Copy out each line in the rows below that contains the string "green". Only matches in the same letter case count.

start

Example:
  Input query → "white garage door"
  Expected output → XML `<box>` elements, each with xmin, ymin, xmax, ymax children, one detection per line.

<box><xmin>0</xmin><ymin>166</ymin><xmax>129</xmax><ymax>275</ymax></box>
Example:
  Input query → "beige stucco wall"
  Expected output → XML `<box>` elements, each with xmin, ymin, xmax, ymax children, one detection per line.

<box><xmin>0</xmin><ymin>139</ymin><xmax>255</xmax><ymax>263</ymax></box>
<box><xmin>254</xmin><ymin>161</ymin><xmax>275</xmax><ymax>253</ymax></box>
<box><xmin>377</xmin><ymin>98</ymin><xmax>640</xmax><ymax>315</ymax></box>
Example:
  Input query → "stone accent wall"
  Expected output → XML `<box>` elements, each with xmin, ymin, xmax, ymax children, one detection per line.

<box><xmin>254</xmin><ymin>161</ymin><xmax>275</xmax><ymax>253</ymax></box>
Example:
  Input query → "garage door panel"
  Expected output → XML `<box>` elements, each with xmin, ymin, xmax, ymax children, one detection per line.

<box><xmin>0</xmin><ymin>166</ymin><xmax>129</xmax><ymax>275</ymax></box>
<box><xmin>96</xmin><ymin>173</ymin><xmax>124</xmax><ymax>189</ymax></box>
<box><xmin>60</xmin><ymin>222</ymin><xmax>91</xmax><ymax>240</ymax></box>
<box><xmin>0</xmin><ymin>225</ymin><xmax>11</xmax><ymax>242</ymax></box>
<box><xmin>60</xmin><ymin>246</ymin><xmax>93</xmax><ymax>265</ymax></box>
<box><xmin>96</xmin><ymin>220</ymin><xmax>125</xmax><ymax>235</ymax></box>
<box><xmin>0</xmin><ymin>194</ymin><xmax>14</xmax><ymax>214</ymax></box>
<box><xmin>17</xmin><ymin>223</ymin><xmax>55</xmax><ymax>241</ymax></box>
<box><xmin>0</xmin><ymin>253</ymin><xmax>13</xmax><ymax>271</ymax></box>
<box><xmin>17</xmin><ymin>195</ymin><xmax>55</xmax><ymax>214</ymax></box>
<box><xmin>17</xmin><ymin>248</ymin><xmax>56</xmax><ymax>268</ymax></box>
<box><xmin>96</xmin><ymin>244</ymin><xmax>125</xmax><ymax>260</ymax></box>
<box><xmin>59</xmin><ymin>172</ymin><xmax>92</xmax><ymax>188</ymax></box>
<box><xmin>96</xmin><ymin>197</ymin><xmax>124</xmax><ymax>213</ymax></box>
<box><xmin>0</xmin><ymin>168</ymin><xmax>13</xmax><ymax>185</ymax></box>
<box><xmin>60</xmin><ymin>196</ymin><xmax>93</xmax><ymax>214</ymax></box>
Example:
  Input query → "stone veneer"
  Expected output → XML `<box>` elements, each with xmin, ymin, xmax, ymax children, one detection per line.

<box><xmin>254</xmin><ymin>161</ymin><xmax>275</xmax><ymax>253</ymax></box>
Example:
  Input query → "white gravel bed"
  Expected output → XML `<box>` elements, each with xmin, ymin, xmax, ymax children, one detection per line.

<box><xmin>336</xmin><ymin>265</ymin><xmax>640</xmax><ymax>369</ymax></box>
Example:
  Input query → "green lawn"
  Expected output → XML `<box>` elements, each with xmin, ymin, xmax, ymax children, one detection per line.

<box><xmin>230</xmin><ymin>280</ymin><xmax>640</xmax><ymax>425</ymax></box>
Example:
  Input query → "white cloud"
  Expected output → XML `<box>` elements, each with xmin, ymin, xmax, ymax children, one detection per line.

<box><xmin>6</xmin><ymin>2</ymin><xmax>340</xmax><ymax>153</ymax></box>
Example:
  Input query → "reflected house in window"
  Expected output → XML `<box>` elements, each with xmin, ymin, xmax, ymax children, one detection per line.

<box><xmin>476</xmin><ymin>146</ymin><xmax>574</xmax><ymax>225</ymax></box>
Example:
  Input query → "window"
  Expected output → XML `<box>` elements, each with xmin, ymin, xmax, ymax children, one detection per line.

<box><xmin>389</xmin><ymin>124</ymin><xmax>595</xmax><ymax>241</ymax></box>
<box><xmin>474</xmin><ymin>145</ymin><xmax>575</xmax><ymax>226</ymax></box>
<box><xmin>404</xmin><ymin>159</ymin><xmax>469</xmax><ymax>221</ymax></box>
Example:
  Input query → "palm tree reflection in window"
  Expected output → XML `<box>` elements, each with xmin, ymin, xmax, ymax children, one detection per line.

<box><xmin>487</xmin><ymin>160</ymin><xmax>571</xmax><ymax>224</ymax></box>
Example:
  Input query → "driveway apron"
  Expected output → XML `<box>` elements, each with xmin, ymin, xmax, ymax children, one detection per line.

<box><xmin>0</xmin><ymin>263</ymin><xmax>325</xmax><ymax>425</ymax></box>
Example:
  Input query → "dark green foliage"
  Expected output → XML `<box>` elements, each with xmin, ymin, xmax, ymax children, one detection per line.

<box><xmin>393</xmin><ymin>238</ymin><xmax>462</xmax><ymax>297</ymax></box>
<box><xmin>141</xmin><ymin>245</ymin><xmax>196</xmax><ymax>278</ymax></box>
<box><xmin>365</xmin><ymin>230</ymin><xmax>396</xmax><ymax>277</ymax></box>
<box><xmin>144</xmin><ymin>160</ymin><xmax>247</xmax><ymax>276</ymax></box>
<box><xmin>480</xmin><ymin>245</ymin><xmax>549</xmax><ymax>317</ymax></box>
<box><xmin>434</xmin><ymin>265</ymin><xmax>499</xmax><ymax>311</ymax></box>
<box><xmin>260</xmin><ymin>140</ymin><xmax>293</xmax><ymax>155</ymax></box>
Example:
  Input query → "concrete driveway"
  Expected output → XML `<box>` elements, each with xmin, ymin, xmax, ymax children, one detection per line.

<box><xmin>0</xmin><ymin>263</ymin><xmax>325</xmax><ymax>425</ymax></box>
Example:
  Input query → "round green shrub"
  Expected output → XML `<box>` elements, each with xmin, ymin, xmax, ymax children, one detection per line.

end

Finished exercise.
  Input query → "green lawn"
  Input query → "dark green foliage"
  Input query → "round green shrub"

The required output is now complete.